### TEXT SHOWN

· · · · · · ·

Preliminary Round – Sunday, March 3, 2019, at The City College of New York

Finals Round – Tuesday, March 19, 2019, at The American Museum of Natural History

Students cannot represent themselves at the Intel ISEF because the competition is a closed event.  NYCSEF is an ISEF-affiliated regional fair and as such is governed by the ISEF rules and guidelines outlined for pre-college research.  Top researchers from various categories are selected to represent NYC at the Intel ISEF.

The Institutional Review Board (IRB) and the Scientific Review Committee (SRC) review your research proposal to determine if your protocol adheres to all the ethical rules and guidelines for student research.  The general rule of thumb for NYCSEF is that the IRB reviews projects involving human subjects and the SRC reviews projects involving hazardous biological materials or chemicals, or vertebrate animals.

 

For questions about the IRB, the American Association for Public Opinion Research has a webpage with IRB FAQ’s for Survey Researchers. Please note that some rules on this site are different from NYCSEF.  Refer to the NYCSEF Guidelines for official requirements.

If you are conducting your research at a Registered Research Institution (i.e. hospital, research lab, university, etc.) and your project involves hazardous biological agents, vertebrate animals, or human subjects, you will be required to have your protocol reviewed by the institution’s IRB or SRC before experimentation. Your mentor will be able to provide you with the proper procedures to obtain approval.

If you are conducting research at your high school and your research involves human subjects, your protocol must be approved by an IRB before experimentation (see page 8 of the NYCSEF Guidelines for detailed information about the IRB and pages 8-10 for information about human subjects). If your school does not have an IRB, your sponsoring teacher will need to establish one. Consult the NYCSEF Guidelines on page 8 for instructions on how to establish an IRB at your school or contact NYCSEF for further assistance.

If you are conducting research at your high school and your project involves working with hazardous biological agents or vertebrate animals, you must receive approval from an SRC before you begin experimentation (see page 7 of the NYCSEF Guidelines for detailed information about the SRC, pages 11-13 for information about vertebrate animals, and pages 14-17 for information about hazardous biological agents). If your school does not have an SRC, your sponsoring teacher will need to establish one.  Consult the NYCSEF Guidelines (page 7) for instructions on how to establish an IRB at your school or contact NYCSEF for further assistance.

If you are using hazardous chemicals, activities or devices in your project, consult pages 18-21 of the Guidelines. You do not need SRC approval prior to experimentation, but you must conduct a risk assessment of your protocol with your mentor or another qualified adult before experimentation and document the risk assessment using the Risk Assessment Form (3).

· · · · · · ·

### DATA PROVIDED
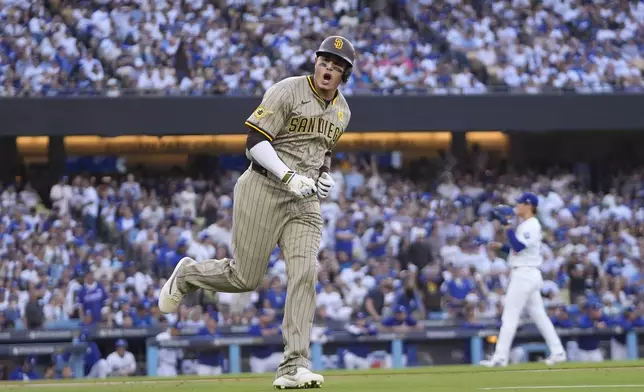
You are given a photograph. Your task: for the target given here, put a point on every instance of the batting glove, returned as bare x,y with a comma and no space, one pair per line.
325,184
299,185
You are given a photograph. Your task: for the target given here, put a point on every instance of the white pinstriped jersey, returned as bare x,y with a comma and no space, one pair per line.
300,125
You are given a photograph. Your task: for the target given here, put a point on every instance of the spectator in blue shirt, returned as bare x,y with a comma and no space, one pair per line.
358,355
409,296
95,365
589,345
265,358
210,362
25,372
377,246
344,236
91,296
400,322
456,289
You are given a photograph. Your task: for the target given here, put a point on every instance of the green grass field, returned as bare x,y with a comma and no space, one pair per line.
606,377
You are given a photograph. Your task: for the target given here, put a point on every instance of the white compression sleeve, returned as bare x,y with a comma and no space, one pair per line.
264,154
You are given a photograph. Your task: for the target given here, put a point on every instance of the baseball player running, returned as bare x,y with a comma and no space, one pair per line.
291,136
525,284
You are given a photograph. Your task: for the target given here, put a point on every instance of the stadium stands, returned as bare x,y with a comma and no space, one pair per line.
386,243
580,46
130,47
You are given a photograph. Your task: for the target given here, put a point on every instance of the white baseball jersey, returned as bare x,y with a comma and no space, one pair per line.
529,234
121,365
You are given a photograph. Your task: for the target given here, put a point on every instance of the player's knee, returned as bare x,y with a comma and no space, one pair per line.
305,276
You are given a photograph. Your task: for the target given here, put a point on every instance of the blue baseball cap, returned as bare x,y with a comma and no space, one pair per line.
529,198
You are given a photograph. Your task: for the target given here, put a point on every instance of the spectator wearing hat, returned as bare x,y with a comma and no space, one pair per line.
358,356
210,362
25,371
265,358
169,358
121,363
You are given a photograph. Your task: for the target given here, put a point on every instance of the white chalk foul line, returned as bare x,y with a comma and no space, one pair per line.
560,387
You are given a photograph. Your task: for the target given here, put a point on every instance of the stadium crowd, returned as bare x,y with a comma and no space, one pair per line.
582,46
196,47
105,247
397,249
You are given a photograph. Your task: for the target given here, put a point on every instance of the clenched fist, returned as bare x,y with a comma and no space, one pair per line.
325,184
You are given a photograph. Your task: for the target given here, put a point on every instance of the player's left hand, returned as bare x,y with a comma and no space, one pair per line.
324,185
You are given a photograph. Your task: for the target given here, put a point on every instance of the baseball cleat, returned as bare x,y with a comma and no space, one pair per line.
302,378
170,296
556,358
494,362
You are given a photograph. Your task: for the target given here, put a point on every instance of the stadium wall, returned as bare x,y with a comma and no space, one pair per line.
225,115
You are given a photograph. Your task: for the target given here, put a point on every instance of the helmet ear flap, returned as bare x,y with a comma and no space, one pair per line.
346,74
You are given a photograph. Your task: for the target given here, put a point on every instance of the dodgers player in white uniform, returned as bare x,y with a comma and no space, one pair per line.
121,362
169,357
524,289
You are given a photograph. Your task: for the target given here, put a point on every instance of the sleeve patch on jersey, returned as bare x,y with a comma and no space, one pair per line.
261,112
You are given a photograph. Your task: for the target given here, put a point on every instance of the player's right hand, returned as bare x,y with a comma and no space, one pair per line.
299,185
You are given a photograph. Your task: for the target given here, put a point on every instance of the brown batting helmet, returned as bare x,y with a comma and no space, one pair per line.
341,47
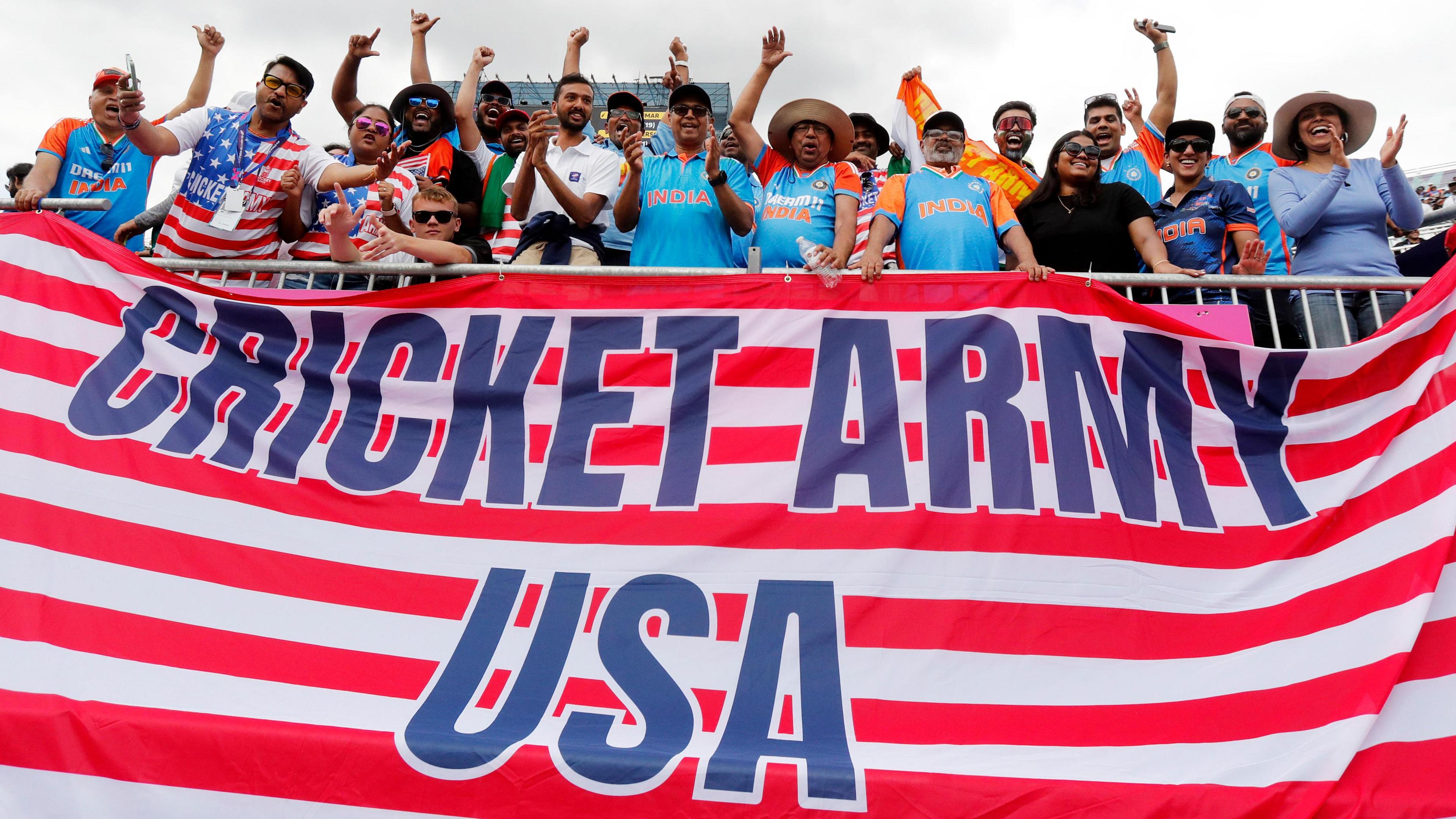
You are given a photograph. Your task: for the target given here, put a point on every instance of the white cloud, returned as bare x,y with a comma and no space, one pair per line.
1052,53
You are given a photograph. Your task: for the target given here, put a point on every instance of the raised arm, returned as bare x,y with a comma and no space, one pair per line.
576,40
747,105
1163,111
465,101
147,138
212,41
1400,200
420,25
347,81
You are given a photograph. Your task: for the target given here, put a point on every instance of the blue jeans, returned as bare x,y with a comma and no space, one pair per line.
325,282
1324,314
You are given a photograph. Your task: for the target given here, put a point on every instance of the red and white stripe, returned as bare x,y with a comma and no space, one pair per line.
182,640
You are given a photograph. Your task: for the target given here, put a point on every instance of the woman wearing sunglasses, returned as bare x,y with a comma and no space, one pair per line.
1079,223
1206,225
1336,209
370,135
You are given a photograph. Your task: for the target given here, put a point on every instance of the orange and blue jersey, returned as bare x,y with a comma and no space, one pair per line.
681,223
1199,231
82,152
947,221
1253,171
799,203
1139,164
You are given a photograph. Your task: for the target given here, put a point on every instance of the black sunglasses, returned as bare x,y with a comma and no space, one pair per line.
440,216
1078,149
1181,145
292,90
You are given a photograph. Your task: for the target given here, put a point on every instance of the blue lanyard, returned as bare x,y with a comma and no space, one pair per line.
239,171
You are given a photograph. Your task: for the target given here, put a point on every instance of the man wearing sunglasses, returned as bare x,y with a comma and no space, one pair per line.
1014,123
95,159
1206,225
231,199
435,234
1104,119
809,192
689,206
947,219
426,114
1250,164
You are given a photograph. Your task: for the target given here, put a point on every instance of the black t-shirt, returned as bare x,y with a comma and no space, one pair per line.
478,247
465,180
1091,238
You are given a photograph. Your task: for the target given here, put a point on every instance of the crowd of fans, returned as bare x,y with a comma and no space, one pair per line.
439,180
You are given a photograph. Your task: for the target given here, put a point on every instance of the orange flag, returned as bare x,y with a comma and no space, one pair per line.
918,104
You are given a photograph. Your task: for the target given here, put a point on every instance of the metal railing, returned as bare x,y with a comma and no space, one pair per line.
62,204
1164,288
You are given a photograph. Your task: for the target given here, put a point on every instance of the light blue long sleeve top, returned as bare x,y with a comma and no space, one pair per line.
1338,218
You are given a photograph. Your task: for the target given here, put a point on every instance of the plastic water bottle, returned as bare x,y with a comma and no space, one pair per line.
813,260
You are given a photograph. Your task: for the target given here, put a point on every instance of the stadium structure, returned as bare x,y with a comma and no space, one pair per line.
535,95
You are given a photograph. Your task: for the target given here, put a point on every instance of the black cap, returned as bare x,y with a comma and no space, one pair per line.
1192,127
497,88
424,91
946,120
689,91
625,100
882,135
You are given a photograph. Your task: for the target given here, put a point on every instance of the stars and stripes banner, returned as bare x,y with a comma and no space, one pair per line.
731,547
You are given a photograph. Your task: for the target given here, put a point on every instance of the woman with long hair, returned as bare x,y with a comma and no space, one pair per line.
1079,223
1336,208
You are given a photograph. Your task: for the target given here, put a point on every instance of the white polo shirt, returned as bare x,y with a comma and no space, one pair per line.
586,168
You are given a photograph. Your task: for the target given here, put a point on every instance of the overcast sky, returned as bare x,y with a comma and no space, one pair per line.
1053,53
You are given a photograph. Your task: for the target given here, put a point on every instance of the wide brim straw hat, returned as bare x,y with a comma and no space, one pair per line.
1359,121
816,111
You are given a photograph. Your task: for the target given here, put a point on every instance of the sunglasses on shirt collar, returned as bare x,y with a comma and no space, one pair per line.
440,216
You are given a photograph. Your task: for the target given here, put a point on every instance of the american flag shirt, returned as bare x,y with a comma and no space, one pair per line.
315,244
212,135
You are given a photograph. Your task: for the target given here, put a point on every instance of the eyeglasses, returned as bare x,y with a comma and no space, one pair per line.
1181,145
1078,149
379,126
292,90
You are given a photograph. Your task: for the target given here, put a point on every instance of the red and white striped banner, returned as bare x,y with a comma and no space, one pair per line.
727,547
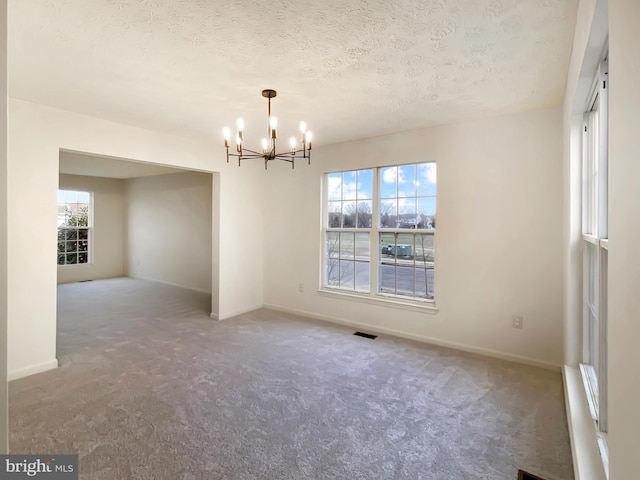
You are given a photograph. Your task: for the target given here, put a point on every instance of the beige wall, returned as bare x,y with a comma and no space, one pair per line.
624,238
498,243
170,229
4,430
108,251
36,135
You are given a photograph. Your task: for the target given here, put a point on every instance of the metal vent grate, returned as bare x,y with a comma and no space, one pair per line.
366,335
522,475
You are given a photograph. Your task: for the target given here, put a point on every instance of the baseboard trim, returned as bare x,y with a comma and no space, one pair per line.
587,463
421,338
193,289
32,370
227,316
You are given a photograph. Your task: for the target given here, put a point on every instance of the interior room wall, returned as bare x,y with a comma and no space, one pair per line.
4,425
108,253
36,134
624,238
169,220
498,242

· · · · · · ·

### WHAT TO DO
a – Answer these questions about the NYCSEF research rules text:
(i) At what location is the Finals Round held?
(ii) Under the general rule of thumb for NYCSEF, which body reviews projects involving human subjects?
(iii) Which pages of the Guidelines should be consulted when a project uses hazardous chemicals, activities or devices?
b – Write out the NYCSEF research rules text from "Finals Round –" up to and including "the Intel ISEF.".
c – Go on with the NYCSEF research rules text after its final sentence.

### RESPONSE LIST
a –
(i) The American Museum of Natural History
(ii) The Institutional Review Board (IRB)
(iii) Pages 18-21

b –
Finals Round – Tuesday, March 19, 2019, at The American Museum of Natural History

Students cannot represent themselves at the Intel ISEF because the competition is a closed event.  NYCSEF is an ISEF-affiliated regional fair and as such is governed by the ISEF rules and guidelines outlined for pre-college research.  Top researchers from various categories are selected to represent NYC at the Intel ISEF.

c –
Approval by your local IRB or SRC only gives permission for you to conduct the experiments as described in your protocol.  Local IRBs or SRCs are responsible for reviewing your protocol for compliance with experimental safety and ethical procedures and supervision.

 

The NYCSEF SRC reviews all applications submitted for competition to ensure that projects comply with current NYCSEF ethical and experimental rules and guidelines as outlined in both the NYCSEF and ISEF Rules and Guidelines. All projects, regardless of using hazardous materials, animals, or human subjects, must be approved by the NYCSEF SRC in order to qualify for competition. The NYCSEF SRC does retain the right to override approval given by a local IRB or SRC if the project is deemed in violation of the NYCSEF or ISEF Rules and Guidelines. In such cases, qualification is determined on a case by case basis.

Every applicant must identify a teacher from their high school as a point of contact to participate in NYCSEF – this is the Sponsoring Research Teacher.  Other adults associated with student research depend on their specific roles on the project.  A Qualified Scientist is usually the scientist or mentor who oversees your research project.  The Designated Supervisor directly oversees your work during experimentation but often is not the qualified scientist.  The Adult Sponsor is responsible for ensuring that your project complies with the NYCSEF rules and guidelines for entry into the competition.

The designated supervisor, adult sponsor, and sponsoring research teacher may be the same person, IF that person is qualified as described on pages 6-7 of the NYCSEF Guidelines.  However, if the qualified scientist, designated supervisor, or adult sponsor is not from your school, you will need to identify a sponsoring research or science teacher from your school to sign your application.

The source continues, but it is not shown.